● Exercise set:
a. Can you sum up the text on building resilient systems in two sentences?
b. Could you quote the text on building resilient systems from "Building resilient systems" to "the same purpose."?

● Selected text:
* * * * * * * * *

Building resilient systems

  • Redundancy build buffers against unexpected shocks, at the cost of short term inefficiency. It can be done by duplicating elements or having multiple elements that achieve the same purpose.
  • Diversity of responses to stress helps to ensure systems do not fail, at the expense of efficiencies through standardization. Employ people from different backgrounds, cognitive profiles, and foster multiple ways of thinking and doing things.
  • Modularity allows individual elements to fail without affecting the whole system. Modular systems can be divided into smaller chunks with well-defined interfaces and can be rewired more rapidly during a crisis.
  • Adaptability is the ability to evolve by trial and error. It requires a certain level of variability and the processes are designed for flexibility rather than stability and minimal variance.
  • Prudence involves operating on the precautionary principle that if something can happen, it will. It calls for developing a contingency plan and stress tests for plausible risks that can be envisioned and prepared through scenario planning, war games, etc.
  • Embeddedness is the alignment of a company's goals and activities with those of broader systems. It is critical to long-term success as companies are part of supply chains, business, and the natural ecosystem. 


Beyond these structural options, companies can deploy migration strategies, such as shifting its business portfolio mix across products, geographies, to maximize business opportunities and minimize risks. Most companies tend to allot resources relatively across different businesses and units, but extreme circumstances need moe decisive re-allocation.


Then there are strategies of environment shaping. A pioneer in an industry can shape the environment. By imagining new possibilities and realizing them through persuasion and shaping they can reduce their exposure to unfavorable shocks.

* * * * * * * * *

● Supplied information:

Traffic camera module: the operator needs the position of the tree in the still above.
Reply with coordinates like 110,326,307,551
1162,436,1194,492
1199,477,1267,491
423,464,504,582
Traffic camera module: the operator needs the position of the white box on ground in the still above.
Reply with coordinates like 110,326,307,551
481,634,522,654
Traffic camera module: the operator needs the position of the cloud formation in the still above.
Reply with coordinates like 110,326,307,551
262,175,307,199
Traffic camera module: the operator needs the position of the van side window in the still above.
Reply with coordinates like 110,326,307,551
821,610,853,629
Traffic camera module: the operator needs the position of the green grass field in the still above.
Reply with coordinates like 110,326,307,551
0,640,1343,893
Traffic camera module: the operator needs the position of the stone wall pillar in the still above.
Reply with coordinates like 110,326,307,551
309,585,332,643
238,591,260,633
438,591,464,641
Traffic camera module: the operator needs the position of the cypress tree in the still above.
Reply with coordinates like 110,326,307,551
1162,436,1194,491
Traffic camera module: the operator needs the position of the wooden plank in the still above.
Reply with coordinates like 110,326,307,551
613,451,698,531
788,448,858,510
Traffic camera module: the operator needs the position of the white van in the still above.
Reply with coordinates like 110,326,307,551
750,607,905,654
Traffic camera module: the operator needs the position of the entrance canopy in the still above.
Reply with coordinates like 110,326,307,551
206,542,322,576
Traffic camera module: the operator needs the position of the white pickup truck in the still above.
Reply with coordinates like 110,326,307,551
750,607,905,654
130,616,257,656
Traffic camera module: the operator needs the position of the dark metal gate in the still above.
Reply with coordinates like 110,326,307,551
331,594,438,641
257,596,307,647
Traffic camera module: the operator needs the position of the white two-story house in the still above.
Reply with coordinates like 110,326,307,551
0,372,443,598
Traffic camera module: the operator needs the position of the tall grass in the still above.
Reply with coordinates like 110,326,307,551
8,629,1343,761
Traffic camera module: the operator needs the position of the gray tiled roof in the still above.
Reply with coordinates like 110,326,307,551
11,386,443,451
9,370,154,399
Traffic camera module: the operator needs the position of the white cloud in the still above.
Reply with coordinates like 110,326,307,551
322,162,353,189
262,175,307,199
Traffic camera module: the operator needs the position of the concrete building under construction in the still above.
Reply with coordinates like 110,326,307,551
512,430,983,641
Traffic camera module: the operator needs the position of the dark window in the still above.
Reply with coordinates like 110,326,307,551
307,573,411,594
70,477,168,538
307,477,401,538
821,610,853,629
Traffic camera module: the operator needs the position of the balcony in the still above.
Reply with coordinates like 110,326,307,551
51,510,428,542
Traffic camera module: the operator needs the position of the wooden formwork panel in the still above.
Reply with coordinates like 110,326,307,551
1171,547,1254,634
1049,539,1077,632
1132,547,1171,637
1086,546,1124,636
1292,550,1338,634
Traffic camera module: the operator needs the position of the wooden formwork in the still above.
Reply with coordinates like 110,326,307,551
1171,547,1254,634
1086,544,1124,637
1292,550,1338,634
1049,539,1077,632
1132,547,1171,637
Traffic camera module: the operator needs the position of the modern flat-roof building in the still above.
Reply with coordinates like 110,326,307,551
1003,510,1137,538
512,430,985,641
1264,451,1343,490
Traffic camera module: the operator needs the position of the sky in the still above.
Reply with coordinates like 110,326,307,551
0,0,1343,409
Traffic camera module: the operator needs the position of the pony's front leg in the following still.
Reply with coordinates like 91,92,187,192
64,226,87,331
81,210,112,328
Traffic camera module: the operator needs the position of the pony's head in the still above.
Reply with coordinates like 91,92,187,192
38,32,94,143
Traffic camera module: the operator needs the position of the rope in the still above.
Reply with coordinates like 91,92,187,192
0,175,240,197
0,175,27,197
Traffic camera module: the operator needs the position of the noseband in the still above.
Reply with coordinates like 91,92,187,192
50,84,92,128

* * * * * * * * *

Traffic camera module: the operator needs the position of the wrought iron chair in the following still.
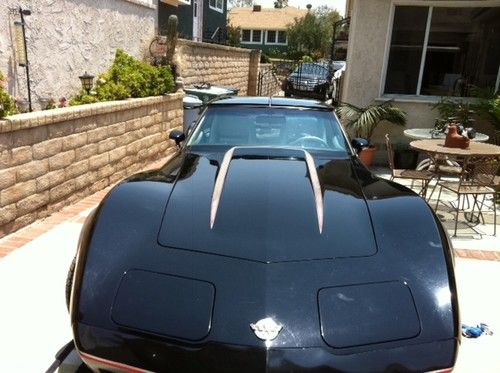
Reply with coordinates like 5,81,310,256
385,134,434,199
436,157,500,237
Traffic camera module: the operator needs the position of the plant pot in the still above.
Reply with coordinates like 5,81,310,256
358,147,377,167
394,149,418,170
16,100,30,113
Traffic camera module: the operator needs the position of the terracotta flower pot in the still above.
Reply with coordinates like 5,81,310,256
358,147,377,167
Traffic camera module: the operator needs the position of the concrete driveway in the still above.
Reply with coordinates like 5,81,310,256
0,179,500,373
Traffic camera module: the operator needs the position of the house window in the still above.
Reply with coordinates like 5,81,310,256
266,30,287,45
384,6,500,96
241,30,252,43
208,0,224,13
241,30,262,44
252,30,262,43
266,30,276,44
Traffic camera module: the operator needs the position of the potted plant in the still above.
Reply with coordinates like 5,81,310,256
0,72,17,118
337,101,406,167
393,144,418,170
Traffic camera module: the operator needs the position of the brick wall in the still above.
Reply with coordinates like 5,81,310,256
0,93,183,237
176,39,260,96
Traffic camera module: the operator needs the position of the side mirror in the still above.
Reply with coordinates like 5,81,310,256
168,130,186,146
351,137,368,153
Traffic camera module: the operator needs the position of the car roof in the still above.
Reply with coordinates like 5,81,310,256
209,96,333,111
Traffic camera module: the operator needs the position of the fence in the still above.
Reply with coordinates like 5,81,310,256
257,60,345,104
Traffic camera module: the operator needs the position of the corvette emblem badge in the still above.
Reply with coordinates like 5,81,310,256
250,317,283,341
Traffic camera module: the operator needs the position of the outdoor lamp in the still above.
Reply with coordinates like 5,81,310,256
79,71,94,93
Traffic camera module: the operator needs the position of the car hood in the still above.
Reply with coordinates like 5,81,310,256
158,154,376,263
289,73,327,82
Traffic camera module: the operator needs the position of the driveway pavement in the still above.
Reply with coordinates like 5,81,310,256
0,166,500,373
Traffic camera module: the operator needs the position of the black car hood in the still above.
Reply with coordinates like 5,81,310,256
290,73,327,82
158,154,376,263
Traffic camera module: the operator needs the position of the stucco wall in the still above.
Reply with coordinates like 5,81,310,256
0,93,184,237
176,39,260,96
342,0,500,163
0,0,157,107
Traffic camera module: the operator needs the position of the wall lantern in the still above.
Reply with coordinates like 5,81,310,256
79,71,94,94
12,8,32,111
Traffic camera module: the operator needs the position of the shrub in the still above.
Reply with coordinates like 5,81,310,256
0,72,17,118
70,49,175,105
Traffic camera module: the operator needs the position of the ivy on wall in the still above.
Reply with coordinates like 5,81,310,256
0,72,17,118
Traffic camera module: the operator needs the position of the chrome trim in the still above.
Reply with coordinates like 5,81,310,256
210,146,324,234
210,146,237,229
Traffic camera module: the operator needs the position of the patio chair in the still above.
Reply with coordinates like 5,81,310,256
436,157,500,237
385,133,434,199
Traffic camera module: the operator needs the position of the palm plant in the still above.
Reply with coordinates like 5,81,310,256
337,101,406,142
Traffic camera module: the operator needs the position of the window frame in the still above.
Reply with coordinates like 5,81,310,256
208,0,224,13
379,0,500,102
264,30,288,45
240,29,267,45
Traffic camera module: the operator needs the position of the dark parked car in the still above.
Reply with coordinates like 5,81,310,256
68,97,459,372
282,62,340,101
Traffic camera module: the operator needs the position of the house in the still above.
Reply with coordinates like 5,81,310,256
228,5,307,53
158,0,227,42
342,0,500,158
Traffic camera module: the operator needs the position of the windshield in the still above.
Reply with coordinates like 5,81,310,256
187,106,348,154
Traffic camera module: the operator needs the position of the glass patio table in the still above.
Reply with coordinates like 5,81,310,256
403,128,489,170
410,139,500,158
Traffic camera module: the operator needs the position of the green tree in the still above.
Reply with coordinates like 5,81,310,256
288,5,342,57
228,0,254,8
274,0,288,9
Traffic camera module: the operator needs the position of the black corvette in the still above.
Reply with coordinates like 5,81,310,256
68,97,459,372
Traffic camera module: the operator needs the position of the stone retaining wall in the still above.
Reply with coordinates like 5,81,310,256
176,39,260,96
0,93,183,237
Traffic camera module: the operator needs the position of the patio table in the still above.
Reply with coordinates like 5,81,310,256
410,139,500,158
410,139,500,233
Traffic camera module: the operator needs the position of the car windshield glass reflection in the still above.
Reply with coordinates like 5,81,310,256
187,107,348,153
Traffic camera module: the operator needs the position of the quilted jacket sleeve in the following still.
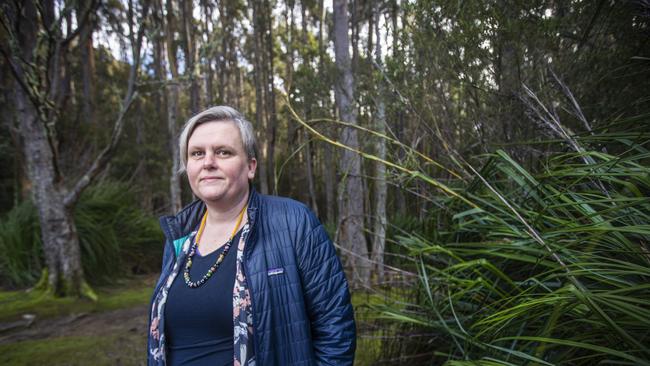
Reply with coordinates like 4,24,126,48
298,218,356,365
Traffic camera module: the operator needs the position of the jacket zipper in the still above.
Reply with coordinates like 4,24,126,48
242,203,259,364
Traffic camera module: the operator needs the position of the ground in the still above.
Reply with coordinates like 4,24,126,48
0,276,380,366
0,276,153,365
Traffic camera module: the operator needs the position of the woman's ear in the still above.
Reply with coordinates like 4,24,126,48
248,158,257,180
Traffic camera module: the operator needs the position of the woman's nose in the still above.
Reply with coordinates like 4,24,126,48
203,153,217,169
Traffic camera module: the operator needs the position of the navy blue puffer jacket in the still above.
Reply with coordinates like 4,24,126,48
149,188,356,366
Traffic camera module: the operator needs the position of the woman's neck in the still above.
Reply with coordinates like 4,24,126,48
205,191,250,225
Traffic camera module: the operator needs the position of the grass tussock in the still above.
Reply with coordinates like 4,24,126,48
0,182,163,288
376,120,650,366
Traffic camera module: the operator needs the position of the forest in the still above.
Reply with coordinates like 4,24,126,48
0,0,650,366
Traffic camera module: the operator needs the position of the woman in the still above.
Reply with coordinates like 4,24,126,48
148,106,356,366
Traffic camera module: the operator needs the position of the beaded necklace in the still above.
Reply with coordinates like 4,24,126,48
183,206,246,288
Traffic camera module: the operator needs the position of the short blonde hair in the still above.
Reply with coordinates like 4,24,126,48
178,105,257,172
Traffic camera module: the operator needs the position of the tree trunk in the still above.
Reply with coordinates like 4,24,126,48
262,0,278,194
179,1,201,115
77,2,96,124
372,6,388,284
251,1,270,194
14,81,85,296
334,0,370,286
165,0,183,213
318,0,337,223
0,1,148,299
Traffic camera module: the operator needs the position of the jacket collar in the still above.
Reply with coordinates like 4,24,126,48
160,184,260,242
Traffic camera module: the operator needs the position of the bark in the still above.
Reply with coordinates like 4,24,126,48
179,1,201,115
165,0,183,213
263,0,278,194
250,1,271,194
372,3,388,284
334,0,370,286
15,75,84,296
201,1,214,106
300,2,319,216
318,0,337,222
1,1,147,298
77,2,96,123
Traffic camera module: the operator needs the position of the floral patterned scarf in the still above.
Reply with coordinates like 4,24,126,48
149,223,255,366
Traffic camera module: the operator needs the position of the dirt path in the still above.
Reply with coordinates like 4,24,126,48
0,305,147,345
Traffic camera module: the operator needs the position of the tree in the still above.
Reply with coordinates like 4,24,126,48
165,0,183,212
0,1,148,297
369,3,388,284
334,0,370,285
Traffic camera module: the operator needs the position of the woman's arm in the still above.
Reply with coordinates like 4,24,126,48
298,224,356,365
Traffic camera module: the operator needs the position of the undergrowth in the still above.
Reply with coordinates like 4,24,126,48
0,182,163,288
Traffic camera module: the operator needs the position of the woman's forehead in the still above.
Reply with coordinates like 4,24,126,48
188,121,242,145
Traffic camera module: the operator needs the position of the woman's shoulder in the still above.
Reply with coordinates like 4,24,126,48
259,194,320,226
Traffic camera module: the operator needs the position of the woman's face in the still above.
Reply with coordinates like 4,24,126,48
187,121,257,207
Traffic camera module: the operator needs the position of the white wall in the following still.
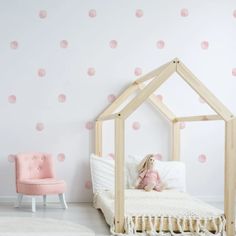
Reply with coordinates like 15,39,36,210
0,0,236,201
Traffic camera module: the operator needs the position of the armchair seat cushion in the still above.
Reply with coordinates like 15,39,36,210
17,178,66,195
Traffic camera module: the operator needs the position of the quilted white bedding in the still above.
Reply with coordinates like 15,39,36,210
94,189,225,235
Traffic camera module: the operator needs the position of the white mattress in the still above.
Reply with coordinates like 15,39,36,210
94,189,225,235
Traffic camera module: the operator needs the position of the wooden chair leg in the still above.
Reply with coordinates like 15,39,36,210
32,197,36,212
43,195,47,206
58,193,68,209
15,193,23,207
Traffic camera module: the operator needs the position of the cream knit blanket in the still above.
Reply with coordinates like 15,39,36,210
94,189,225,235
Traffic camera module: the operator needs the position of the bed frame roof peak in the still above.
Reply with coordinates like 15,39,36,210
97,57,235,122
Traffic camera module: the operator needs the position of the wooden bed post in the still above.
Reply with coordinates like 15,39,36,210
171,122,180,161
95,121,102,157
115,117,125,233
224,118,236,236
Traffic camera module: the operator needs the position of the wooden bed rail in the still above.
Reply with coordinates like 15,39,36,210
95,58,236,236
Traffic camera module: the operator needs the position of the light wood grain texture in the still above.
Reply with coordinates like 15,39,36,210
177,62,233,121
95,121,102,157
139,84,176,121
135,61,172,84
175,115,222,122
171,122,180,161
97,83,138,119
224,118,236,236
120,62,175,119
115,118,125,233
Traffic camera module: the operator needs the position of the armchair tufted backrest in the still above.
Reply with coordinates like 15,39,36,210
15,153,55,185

* * * * * * * * *

● Task-by-task solutions:
a. Resilient systems rest on redundancy, diversity, modularity, adaptability, prudence, and embeddedness, several of which trade some efficiency or stability for protection against shocks and failure. Beyond these structural options, companies can shift their business portfolio mix across products and geographies, and an industry pioneer can shape its environment to reduce exposure to unfavorable shocks.

b.
Building resilient systems

  • Redundancy build buffers against unexpected shocks, at the cost of short term inefficiency. It can be done by duplicating elements or having multiple elements that achieve the same purpose.